Starting with the line that contains "x=582, y=178" and stopping after the line that contains "x=237, y=42", copy the entries below exactly. Include nothing else.
- - -
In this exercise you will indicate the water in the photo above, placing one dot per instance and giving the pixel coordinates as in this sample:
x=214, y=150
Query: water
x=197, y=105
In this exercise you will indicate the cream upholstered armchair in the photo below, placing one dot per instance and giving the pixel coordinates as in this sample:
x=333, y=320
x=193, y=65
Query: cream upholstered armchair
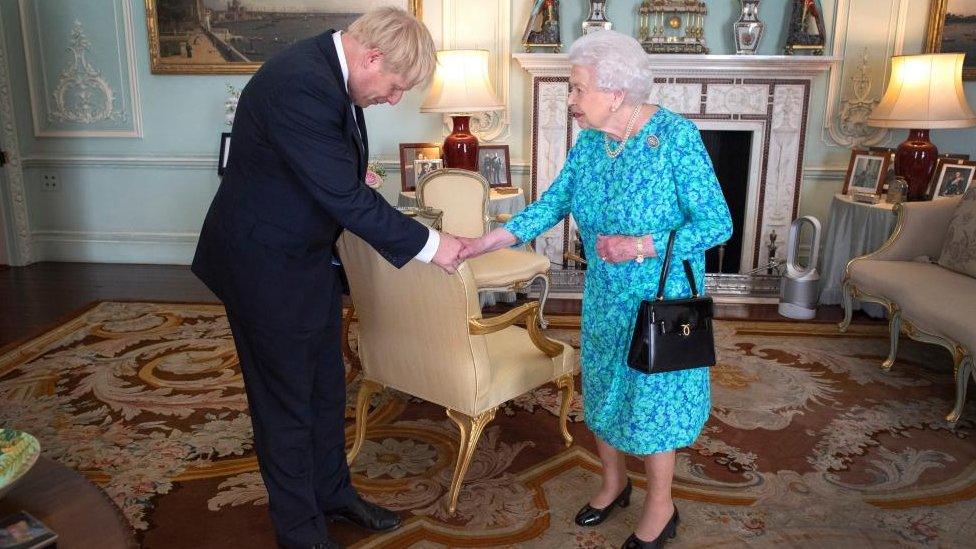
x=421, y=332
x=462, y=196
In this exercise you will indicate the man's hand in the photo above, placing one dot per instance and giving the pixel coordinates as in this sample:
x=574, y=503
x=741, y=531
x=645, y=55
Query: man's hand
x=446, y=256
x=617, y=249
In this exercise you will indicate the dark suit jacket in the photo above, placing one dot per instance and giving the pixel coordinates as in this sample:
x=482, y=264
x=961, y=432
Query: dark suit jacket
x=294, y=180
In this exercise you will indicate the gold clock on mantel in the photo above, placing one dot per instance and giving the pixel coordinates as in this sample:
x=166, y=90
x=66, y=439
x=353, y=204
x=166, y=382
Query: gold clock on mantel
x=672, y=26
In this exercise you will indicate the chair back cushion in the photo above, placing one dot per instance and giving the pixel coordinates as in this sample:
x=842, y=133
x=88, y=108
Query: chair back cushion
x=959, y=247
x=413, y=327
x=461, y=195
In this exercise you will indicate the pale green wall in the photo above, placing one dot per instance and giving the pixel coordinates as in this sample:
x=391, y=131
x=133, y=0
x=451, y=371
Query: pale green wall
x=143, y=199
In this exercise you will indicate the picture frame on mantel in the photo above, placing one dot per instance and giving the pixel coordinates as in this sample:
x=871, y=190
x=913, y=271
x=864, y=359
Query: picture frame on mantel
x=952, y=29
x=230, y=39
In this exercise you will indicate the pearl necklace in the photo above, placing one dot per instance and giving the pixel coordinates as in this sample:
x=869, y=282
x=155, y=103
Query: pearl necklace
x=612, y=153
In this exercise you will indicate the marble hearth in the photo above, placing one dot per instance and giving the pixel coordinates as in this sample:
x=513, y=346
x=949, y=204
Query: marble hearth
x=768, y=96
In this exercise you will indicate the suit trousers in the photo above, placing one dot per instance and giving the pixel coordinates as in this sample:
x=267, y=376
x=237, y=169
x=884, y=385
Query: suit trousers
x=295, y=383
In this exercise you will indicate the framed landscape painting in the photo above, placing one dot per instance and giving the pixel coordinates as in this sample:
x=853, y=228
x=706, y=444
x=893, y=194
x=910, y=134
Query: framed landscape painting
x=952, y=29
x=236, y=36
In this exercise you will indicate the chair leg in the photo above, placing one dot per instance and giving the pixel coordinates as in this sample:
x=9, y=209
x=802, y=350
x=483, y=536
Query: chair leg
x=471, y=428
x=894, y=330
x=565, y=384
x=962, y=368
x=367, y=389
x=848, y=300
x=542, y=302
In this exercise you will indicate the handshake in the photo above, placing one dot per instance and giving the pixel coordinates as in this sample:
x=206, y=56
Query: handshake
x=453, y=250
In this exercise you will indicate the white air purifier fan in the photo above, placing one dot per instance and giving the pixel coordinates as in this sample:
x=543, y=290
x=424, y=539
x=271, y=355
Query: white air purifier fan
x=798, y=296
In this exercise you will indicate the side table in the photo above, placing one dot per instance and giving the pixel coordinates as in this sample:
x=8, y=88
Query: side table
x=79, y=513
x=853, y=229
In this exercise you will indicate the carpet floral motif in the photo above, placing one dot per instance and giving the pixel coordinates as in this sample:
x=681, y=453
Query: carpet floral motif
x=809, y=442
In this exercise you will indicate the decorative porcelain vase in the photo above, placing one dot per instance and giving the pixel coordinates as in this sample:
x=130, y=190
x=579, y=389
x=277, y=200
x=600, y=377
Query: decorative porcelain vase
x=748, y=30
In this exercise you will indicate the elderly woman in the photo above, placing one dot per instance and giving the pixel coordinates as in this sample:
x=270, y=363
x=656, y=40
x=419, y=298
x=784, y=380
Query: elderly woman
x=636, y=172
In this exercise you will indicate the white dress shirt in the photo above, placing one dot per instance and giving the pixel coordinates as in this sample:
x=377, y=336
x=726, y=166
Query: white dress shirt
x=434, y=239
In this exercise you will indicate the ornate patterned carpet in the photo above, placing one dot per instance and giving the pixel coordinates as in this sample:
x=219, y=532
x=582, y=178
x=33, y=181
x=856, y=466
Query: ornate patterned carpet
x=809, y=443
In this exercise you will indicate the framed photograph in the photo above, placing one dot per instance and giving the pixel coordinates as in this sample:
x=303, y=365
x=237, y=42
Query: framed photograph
- - -
* **Task output**:
x=582, y=178
x=33, y=181
x=856, y=466
Query: ornate patterned carpet
x=809, y=443
In this exercise you will indicate the framed photograph in the photo above, placing one dot per instance and giving the pixel coordinates as in this sample:
x=303, y=365
x=237, y=42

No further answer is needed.